> Work to do
Copy the lines below word for word, but don't include the pictures.

>> begin

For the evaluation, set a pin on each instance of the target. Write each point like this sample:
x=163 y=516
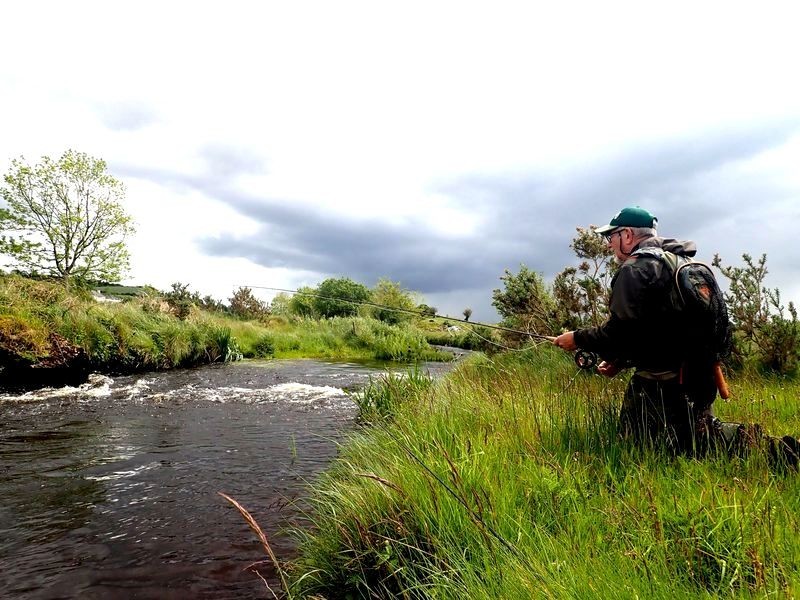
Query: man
x=663 y=401
x=669 y=397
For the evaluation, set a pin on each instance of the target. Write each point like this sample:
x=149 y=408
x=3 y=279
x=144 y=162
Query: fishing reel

>> end

> The answer
For the evaluation, set a pin on each instance of the target. Write each point like this sample:
x=163 y=516
Query: man
x=663 y=401
x=669 y=397
For the evaluation, set a pin on each instance of the target. Write each point like this sample:
x=149 y=408
x=3 y=279
x=144 y=162
Query: fishing reel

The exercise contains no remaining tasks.